▶ [PROBLEM STATEMENT]:
Please render as a JSON list of strings, one string per line and with blank lines omitted, the part of the records that opens with the line containing "Given the screenshot above, where exactly is the weathered" and closes with the line containing "23,17 -> 285,202". Both of those lines are included.

* Begin MATERIAL FOR THE TASK *

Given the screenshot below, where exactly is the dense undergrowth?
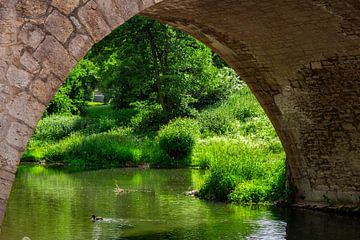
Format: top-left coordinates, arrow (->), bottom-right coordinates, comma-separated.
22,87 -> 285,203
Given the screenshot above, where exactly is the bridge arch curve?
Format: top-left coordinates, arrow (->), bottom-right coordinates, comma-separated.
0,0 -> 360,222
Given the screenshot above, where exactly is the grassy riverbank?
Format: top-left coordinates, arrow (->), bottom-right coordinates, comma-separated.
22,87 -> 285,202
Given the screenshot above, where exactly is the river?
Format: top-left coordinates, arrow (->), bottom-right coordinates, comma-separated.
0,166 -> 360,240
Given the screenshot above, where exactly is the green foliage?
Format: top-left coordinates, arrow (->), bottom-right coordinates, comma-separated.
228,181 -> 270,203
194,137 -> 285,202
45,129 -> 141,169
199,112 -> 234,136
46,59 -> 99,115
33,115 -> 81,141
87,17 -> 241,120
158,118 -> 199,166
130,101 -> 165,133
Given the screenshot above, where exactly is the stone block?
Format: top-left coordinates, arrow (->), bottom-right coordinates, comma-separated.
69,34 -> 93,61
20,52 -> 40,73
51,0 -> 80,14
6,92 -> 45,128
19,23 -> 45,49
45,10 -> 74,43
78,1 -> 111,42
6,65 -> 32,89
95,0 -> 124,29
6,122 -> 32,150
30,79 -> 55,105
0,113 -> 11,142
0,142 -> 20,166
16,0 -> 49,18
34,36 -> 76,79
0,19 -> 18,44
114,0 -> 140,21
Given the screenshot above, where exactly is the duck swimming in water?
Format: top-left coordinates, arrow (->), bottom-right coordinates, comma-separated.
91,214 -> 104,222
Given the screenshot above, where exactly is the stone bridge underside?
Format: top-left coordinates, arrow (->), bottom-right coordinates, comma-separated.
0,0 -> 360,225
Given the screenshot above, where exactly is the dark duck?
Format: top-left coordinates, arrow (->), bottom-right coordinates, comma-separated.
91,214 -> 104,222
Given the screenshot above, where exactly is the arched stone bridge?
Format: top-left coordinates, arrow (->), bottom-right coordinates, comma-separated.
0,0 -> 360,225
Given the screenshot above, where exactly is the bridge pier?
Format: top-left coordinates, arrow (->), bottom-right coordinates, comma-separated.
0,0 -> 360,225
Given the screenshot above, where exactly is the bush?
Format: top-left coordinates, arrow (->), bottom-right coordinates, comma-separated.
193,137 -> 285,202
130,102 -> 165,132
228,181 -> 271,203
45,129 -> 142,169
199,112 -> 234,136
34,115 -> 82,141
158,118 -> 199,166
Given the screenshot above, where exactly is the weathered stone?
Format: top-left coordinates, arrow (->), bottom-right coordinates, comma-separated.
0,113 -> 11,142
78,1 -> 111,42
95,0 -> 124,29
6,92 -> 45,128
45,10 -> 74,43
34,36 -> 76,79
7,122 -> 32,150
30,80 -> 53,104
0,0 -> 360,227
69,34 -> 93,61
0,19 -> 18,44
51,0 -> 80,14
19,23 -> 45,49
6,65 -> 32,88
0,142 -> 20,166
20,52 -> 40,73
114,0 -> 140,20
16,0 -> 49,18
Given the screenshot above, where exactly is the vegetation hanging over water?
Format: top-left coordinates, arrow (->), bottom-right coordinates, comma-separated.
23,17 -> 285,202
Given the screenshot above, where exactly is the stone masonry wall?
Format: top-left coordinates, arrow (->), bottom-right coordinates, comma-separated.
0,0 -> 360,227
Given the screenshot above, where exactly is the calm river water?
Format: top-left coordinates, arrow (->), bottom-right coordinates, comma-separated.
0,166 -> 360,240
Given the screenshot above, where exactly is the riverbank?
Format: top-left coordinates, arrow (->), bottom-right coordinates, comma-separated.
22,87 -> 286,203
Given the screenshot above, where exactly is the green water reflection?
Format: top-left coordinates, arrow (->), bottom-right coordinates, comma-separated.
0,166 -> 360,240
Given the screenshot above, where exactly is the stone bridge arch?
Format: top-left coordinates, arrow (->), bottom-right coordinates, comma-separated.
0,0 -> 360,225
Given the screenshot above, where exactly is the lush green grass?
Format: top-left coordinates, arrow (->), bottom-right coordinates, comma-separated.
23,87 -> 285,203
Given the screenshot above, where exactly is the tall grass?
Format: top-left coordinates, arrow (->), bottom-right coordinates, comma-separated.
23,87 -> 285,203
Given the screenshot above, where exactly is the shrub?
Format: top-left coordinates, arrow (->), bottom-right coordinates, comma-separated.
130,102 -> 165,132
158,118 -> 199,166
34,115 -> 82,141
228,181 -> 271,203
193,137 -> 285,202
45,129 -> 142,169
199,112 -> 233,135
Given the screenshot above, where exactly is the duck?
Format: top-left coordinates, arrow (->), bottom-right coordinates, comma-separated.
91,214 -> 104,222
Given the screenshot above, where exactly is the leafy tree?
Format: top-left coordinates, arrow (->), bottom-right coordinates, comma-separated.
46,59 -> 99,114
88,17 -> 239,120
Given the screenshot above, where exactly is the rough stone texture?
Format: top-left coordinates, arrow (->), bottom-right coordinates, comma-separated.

* End MATERIAL FOR THE TASK *

▶ [COMPLETED TASK]:
[
  "Given the screenshot above, where exactly is the weathered stone?",
  "Format: top-left coordinates, arrow (->), bottom-right coordinates, comma-separated.",
  "0,113 -> 11,142",
  "78,1 -> 111,42",
  "95,0 -> 124,29",
  "6,92 -> 45,128",
  "45,10 -> 74,43",
  "34,36 -> 76,79",
  "7,122 -> 32,150",
  "30,80 -> 53,104",
  "0,0 -> 360,227",
  "69,34 -> 93,61",
  "0,19 -> 18,44",
  "51,0 -> 80,14",
  "19,23 -> 45,49",
  "6,65 -> 32,88",
  "0,142 -> 20,166",
  "20,52 -> 40,73",
  "114,0 -> 140,20",
  "16,0 -> 49,18",
  "Given the screenshot above, where exactly is the vegetation hanging over water?",
  "Format: top-left coordinates, arrow (->), bottom-right coordinates, comma-separated.",
  "23,17 -> 285,202"
]